Top of Extracted data
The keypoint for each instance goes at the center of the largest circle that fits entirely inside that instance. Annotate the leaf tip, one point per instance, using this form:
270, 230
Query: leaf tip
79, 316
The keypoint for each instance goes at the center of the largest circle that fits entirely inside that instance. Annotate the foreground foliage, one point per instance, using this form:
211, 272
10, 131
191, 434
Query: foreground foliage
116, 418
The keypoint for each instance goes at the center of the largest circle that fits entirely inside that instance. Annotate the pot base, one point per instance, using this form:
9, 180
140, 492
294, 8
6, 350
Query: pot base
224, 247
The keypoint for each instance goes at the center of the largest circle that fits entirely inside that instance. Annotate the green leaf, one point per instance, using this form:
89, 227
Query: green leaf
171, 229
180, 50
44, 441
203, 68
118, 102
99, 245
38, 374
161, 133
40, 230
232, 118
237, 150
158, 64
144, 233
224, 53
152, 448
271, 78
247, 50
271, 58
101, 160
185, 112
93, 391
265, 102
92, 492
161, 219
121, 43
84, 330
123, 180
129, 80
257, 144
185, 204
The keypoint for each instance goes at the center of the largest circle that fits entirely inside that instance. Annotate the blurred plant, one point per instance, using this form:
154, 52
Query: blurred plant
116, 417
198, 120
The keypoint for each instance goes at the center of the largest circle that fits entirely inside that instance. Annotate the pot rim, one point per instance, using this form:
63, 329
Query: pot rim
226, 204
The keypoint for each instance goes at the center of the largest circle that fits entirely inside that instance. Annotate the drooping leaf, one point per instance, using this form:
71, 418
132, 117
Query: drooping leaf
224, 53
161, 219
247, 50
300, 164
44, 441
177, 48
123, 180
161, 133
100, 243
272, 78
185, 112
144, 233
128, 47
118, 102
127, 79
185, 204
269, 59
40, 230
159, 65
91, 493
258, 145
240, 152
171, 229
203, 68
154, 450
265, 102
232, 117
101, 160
Bottom of Extracted data
All of the data, start to finish: please output it exactly.

→ Exercise result:
The keypoint for each instance goes at the center of the largest circle that fits entirely inside that instance. Annotate the leaf tip, one point per instance, using this form:
270, 230
Query: leaf tip
79, 316
The keypoint for each instance goes at the center of the largest circle that fits entirely inside that instance. Annotate the foreground foliage, one point per instance, using this form:
211, 272
10, 131
191, 434
Query: foreground foliage
116, 418
The keypoint for each instance goes at the center of the largest circle that fits entirely inside that instance. Annotate the pot base, one point per instance, using this form:
9, 180
140, 492
294, 8
6, 350
Query: pot base
224, 247
The keypoint for each instance goes at the center of the largest circle that fits entirely inside that instance. Annotate the green leaf, one point per instance, using this form:
89, 227
Query: green leaf
171, 229
180, 50
44, 441
203, 68
118, 102
99, 245
38, 374
161, 133
40, 230
232, 118
237, 150
158, 64
144, 233
224, 53
152, 448
271, 78
247, 50
271, 58
101, 160
185, 112
93, 391
265, 102
92, 492
161, 219
121, 43
84, 330
123, 180
129, 80
257, 144
185, 204
The keypoint for each instance goes at the center of the largest circle that fits entirely inside that instance. Annotate the blurred plant, one point per instance, using this form:
154, 52
Query: blurred plant
116, 417
198, 120
The keypoint for each instance goes at the center of the largest circle that fits entirely inside that instance. Annotate the pot rim, one point per instance, using this form:
63, 329
Query: pot rim
226, 204
The keypoint for each instance goes at the center of the largest circle that fits entirely inside that instance. Annotate the drooping leaf, one point per instance, using this form:
71, 418
132, 117
Query: drooping leaf
224, 53
161, 219
247, 50
300, 164
44, 441
177, 48
123, 180
161, 133
100, 243
272, 78
185, 112
144, 233
128, 47
118, 102
127, 79
185, 204
269, 59
40, 230
159, 65
91, 493
258, 145
240, 152
171, 229
203, 68
154, 450
265, 102
232, 117
101, 160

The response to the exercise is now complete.